#### [Task requirements]
From the line containing "the spire, the" through the last line, print the records exactly and nothing else.

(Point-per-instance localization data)
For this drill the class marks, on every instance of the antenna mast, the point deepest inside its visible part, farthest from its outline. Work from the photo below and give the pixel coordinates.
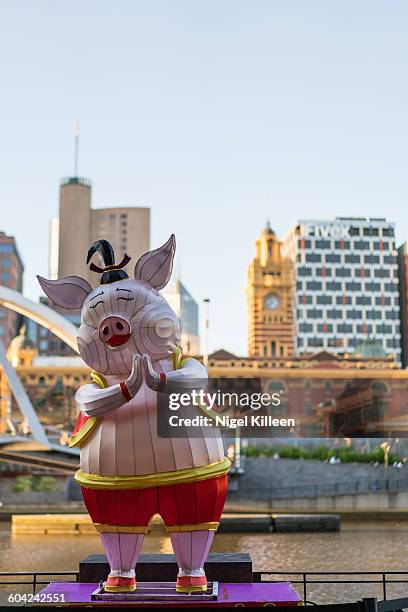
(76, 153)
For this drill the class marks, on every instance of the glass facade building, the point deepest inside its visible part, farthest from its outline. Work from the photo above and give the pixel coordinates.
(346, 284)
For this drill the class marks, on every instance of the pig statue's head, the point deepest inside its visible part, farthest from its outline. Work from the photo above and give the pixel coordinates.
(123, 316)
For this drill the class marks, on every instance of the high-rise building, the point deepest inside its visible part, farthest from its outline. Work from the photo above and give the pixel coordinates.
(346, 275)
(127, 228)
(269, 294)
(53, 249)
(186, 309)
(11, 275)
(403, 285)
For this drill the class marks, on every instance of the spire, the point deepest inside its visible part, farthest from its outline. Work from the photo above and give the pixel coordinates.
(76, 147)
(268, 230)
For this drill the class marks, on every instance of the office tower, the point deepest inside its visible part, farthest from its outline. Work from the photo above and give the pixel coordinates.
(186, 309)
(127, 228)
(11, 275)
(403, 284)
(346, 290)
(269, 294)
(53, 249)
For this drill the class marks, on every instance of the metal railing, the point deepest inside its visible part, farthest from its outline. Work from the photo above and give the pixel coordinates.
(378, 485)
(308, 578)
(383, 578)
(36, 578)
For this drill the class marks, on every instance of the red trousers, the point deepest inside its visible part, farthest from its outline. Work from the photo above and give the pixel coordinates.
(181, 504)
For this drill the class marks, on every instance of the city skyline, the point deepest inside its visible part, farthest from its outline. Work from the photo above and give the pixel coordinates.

#### [Answer to this task]
For this drill the class marks, on every instance of the spire, the point deepest inside its visible part, farthest from its outline. Work from the photo above and give the pixel coordinates.
(76, 147)
(268, 230)
For this drill the class marks, on every instance of the office tower, the point deepest inside its visible part, farthest from its outline. Work from the photo above and give the pixel coordinates.
(186, 309)
(127, 228)
(11, 275)
(403, 284)
(346, 290)
(269, 294)
(53, 249)
For this drill the class marks, on every instance of the metal railing, the point deepest inside its visible part, farthest from its outline. Work from the photo above and give the pixel coordinates.
(378, 485)
(308, 578)
(383, 578)
(36, 578)
For this drill the class marks, on every instance of the red trousers, the point deepest inside its visible part, farthest from its outline. Work from the photo above and give the pixel coordinates.
(181, 504)
For this drill the class marks, on every instance of the city skyline, the point deepest inside its visible part, farthest from its outline. Work from the photo above and give the pixel coordinates.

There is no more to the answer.